What is needed:
Search for the word "hand" in the entries. Each line that holds it should be copied.

Supplied material:

§ §

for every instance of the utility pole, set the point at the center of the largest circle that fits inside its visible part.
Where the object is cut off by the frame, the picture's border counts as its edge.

§ §

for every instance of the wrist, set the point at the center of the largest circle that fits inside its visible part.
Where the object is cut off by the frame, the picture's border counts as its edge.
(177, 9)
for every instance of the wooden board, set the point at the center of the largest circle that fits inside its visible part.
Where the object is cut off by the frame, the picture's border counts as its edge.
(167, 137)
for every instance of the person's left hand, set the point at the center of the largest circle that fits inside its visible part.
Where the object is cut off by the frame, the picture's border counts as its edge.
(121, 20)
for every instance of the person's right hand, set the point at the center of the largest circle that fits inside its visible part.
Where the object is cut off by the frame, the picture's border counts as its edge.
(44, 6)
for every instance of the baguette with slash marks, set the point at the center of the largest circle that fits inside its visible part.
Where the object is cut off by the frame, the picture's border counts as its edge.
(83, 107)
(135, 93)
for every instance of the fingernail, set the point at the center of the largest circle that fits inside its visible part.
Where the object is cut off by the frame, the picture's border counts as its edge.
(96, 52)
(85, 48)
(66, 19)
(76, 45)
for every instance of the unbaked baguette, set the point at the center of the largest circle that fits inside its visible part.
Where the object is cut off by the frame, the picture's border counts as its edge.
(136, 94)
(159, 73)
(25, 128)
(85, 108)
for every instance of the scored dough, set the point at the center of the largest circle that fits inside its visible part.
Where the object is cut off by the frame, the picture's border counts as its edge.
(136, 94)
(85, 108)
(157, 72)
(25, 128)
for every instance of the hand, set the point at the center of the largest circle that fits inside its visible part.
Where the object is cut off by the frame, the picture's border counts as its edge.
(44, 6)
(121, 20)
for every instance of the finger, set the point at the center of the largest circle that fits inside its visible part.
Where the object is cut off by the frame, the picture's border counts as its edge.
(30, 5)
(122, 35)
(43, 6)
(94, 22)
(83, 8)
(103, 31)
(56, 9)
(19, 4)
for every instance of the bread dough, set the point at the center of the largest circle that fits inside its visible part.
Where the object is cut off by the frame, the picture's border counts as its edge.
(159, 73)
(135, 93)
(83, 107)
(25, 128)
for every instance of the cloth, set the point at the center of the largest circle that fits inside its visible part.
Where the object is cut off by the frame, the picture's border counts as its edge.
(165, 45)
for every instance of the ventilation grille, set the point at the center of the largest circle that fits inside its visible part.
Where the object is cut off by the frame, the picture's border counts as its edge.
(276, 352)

§ §

Task solution:
for every instance of the person's left hand, set the point at the center of the largest circle that fits inside its visible part.
for every instance of the person's right hand, set the point at the center of the largest circle that fits inside its visible part.
for every instance of the hand, set the point at the center of the largest circle that fits inside its visible part.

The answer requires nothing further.